**Task goal:**
Every record, down to the last line, must be given again exactly.

**Data section:**

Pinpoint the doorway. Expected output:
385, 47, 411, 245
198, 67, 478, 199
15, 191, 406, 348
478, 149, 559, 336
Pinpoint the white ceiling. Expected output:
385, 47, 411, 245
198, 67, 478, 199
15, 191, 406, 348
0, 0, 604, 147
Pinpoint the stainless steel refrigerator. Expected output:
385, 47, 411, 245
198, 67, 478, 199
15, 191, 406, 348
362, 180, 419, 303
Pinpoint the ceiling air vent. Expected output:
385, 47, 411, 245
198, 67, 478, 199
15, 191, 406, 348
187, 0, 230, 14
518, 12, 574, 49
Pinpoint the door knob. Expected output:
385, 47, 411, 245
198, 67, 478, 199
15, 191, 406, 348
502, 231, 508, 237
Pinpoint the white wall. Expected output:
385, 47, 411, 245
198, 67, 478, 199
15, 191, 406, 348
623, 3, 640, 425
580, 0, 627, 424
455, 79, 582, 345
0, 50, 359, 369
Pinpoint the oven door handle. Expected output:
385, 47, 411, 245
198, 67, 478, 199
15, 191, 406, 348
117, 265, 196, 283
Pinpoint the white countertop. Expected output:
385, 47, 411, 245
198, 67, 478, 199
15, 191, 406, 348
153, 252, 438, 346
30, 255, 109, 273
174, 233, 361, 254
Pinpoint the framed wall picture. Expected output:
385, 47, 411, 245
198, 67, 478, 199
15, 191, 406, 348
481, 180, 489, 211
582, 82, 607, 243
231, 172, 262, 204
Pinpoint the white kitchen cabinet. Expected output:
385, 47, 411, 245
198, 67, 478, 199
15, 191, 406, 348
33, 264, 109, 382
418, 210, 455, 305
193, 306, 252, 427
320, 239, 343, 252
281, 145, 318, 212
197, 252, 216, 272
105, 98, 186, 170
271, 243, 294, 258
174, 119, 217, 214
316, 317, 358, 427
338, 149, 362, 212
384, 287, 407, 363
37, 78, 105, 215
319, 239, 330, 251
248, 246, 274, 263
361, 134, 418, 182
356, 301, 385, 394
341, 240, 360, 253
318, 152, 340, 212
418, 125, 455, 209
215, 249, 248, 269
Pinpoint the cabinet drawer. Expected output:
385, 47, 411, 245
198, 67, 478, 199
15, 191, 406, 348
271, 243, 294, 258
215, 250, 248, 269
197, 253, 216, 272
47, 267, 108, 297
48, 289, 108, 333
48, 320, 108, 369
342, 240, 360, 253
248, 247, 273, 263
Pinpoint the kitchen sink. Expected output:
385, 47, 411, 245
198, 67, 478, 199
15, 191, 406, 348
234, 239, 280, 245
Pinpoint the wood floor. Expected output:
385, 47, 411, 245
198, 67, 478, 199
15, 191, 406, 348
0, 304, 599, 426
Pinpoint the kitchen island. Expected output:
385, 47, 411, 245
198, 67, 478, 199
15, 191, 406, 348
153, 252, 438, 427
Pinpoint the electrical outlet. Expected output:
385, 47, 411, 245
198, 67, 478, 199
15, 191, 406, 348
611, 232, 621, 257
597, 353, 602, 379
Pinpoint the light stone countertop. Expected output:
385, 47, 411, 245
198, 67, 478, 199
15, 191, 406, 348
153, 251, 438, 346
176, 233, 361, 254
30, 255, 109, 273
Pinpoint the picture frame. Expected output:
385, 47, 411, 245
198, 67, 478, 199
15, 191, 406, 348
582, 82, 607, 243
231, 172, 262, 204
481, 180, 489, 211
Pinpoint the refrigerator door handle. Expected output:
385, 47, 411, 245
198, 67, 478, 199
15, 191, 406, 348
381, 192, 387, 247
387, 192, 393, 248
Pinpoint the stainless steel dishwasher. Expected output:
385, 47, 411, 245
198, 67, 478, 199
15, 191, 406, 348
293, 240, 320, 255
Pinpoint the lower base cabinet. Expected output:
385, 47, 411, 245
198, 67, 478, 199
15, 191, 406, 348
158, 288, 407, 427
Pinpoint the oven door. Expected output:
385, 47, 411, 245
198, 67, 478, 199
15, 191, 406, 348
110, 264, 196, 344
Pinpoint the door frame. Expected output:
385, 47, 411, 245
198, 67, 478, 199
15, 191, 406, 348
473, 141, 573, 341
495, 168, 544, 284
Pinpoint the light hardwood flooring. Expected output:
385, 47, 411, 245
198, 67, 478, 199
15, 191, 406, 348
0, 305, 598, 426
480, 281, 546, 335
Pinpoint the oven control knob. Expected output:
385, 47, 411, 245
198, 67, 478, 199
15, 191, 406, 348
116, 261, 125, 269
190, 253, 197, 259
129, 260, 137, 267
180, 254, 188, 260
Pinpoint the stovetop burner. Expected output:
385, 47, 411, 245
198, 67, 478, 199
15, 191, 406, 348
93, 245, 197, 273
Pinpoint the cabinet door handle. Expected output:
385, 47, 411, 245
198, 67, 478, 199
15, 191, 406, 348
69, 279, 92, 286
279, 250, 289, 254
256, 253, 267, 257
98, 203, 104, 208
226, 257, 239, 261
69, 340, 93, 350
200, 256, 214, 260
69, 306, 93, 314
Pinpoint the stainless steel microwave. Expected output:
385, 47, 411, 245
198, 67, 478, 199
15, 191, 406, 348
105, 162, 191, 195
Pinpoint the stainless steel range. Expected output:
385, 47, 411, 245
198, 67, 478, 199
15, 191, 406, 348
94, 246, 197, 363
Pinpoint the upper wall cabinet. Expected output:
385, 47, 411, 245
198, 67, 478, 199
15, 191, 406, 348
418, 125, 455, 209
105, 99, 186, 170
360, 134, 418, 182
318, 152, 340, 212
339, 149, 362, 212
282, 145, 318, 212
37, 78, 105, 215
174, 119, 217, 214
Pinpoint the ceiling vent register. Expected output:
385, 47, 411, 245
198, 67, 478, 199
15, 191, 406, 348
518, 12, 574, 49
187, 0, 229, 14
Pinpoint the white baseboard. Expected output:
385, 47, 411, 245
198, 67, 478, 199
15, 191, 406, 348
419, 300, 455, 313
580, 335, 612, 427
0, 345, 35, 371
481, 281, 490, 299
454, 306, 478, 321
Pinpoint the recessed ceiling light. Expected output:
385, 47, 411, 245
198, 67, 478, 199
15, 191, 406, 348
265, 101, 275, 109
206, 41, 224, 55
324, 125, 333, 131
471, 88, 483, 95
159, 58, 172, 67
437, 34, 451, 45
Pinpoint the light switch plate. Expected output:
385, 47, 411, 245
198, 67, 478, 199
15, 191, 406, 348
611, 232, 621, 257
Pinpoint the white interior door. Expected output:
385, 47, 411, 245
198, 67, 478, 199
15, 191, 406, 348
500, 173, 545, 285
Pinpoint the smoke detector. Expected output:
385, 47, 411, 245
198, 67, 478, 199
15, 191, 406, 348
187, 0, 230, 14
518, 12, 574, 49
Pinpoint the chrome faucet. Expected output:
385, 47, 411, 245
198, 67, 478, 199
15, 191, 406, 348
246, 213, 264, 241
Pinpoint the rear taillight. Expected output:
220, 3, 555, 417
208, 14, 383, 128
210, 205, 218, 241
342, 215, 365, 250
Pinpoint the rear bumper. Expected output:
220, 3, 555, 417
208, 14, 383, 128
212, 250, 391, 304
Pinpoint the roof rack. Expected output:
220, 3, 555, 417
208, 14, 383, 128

**Solution to this exercise:**
Pinpoint the doorway. Expected output:
385, 47, 411, 245
198, 67, 478, 199
15, 191, 406, 348
478, 149, 559, 336
Pinpoint the white ceiling. Expected output:
385, 47, 411, 245
198, 67, 478, 199
15, 191, 406, 348
0, 0, 604, 147
Pinpoint the stainless steel refrigerator. Expected output:
385, 47, 411, 245
198, 67, 478, 199
15, 191, 406, 348
362, 180, 419, 303
Pinpoint the ceiling air vent. Expected output:
385, 47, 411, 245
198, 67, 478, 199
15, 191, 406, 348
187, 0, 230, 14
518, 12, 574, 49
Pinpoint the door knob. Expected output:
385, 47, 411, 245
198, 67, 478, 199
15, 191, 406, 348
502, 231, 508, 237
Pinpoint the white wall. Expected output:
385, 47, 411, 245
198, 67, 478, 199
15, 191, 406, 348
623, 3, 640, 425
580, 0, 627, 424
455, 79, 582, 345
0, 50, 359, 369
Pinpoint the oven door handle. Expected output:
385, 47, 411, 245
198, 67, 478, 199
15, 191, 406, 348
117, 265, 196, 283
Pinpoint the white countertop. Expected output:
385, 47, 411, 245
198, 67, 478, 199
15, 191, 406, 348
153, 252, 438, 346
30, 255, 109, 273
174, 233, 361, 254
Pinpoint the framed wall picture. Expected output:
385, 47, 411, 245
198, 67, 478, 199
15, 191, 406, 348
481, 180, 489, 211
582, 82, 607, 243
231, 172, 262, 204
Pinpoint the white kitchen cabinet. Expected output:
385, 47, 411, 245
198, 67, 478, 199
15, 191, 406, 348
33, 264, 109, 382
418, 210, 455, 305
193, 306, 252, 427
320, 239, 343, 252
281, 145, 318, 212
197, 252, 216, 272
105, 98, 186, 170
271, 243, 294, 258
174, 119, 217, 214
316, 317, 358, 427
338, 149, 362, 212
384, 287, 407, 363
37, 78, 105, 215
319, 239, 330, 251
248, 246, 274, 263
361, 134, 418, 182
356, 301, 385, 394
341, 240, 360, 253
318, 152, 340, 212
418, 125, 455, 209
215, 249, 248, 269
Pinpoint the cabinet drawer. Expected output:
385, 47, 411, 245
198, 67, 478, 199
15, 191, 406, 348
271, 243, 294, 258
215, 250, 248, 269
197, 253, 216, 272
47, 267, 108, 297
48, 289, 108, 333
48, 320, 108, 369
342, 240, 360, 253
248, 247, 273, 263
Pinpoint the kitchen sink. Expected output:
385, 47, 411, 245
198, 67, 478, 199
15, 191, 406, 348
234, 239, 280, 245
Pinpoint the wood floor. Expected output:
385, 47, 411, 245
198, 67, 478, 199
15, 191, 406, 348
0, 304, 599, 426
Pinpoint the kitchen island. Expected output:
385, 47, 411, 245
198, 67, 478, 199
15, 191, 406, 348
153, 252, 438, 427
Pinpoint the electrical outlet. Expected output:
385, 47, 411, 245
198, 67, 478, 199
15, 191, 406, 348
611, 232, 621, 257
597, 353, 602, 379
Pinpoint the light stone countertop. Expected output:
385, 47, 411, 245
198, 67, 478, 199
15, 191, 406, 348
153, 251, 438, 346
176, 233, 361, 254
30, 255, 109, 273
Pinpoint the picture frame. Expected output:
385, 47, 411, 245
198, 67, 478, 199
15, 191, 406, 348
582, 82, 607, 243
231, 172, 262, 204
481, 180, 489, 211
Pinpoint the refrigerator door handle. Expected output:
385, 47, 411, 245
198, 67, 478, 199
15, 191, 406, 348
381, 192, 387, 247
387, 192, 393, 248
Pinpoint the stainless steel dishwasher. Expected output:
385, 47, 411, 245
198, 67, 478, 199
15, 191, 406, 348
293, 240, 320, 255
Pinpoint the lower base cabinet. Expected output:
385, 47, 411, 245
198, 67, 478, 199
15, 191, 406, 348
158, 288, 407, 427
Pinpoint the oven door. Expected output:
385, 47, 411, 245
198, 67, 478, 199
15, 191, 406, 348
110, 264, 196, 344
Pinpoint the door frame. Expected output:
385, 47, 411, 245
198, 67, 478, 199
15, 191, 406, 348
473, 141, 573, 341
495, 168, 544, 284
Pinpoint the light hardwood flooring. Expected output:
385, 47, 411, 245
198, 67, 478, 199
15, 191, 406, 348
0, 305, 598, 426
480, 281, 546, 335
Pinpoint the oven control knob. Expected output:
385, 47, 411, 245
198, 67, 478, 199
15, 191, 406, 348
116, 261, 125, 269
190, 253, 197, 259
129, 260, 137, 267
180, 254, 188, 260
Pinpoint the stovetop burner. Expected output:
385, 47, 411, 245
198, 67, 478, 199
15, 191, 406, 348
93, 245, 197, 273
Pinpoint the cabinet door handle. Expected output:
385, 47, 411, 245
198, 67, 478, 199
15, 191, 406, 348
69, 279, 92, 286
279, 250, 289, 254
256, 253, 267, 257
98, 203, 104, 208
226, 257, 239, 261
69, 340, 93, 350
200, 256, 214, 260
69, 306, 93, 314
Pinpoint the stainless steel microwave. Expected output:
385, 47, 411, 245
198, 67, 478, 199
15, 191, 406, 348
105, 162, 191, 195
Pinpoint the stainless steel range. Expected output:
385, 47, 411, 245
198, 67, 478, 199
15, 191, 406, 348
94, 246, 197, 363
Pinpoint the upper wall cabinet. Expected output:
385, 47, 411, 245
198, 67, 478, 199
15, 191, 406, 348
418, 125, 455, 209
105, 99, 186, 170
360, 134, 418, 182
318, 152, 340, 212
339, 149, 362, 212
282, 145, 318, 212
37, 78, 105, 215
174, 119, 217, 214
Pinpoint the ceiling vent register. Expected output:
385, 47, 411, 245
198, 67, 478, 199
15, 191, 406, 348
518, 12, 574, 49
187, 0, 229, 14
Pinpoint the white baseboard. Expected output:
385, 47, 411, 245
198, 67, 478, 199
15, 191, 406, 348
419, 300, 455, 313
580, 335, 612, 427
0, 345, 35, 371
481, 281, 490, 299
454, 306, 478, 321
Pinpoint the recessed ceiling light. Expected output:
385, 47, 411, 245
198, 67, 478, 199
15, 191, 406, 348
265, 101, 275, 109
206, 41, 224, 55
324, 125, 333, 131
471, 88, 483, 95
159, 58, 172, 67
437, 34, 451, 45
Pinpoint the light switch plate. Expected output:
385, 47, 411, 245
198, 67, 478, 199
15, 191, 406, 348
611, 232, 621, 257
Pinpoint the white interior door. Expected output:
385, 47, 411, 245
198, 67, 478, 199
15, 191, 406, 348
500, 173, 545, 285
Pinpoint the smoke detector. Expected output:
385, 47, 411, 245
198, 67, 478, 199
15, 191, 406, 348
187, 0, 230, 14
518, 12, 574, 49
Pinpoint the chrome faucet. Expected output:
385, 47, 411, 245
198, 67, 478, 199
15, 191, 406, 348
246, 213, 264, 241
Pinpoint the rear taillight. Expected output:
220, 3, 555, 417
208, 14, 383, 128
210, 205, 218, 241
342, 215, 365, 250
Pinpoint the rear bumper. Expected output:
220, 3, 555, 417
208, 14, 383, 128
212, 250, 391, 304
Pinpoint the roof rack. Expected output:
220, 3, 555, 417
208, 14, 383, 128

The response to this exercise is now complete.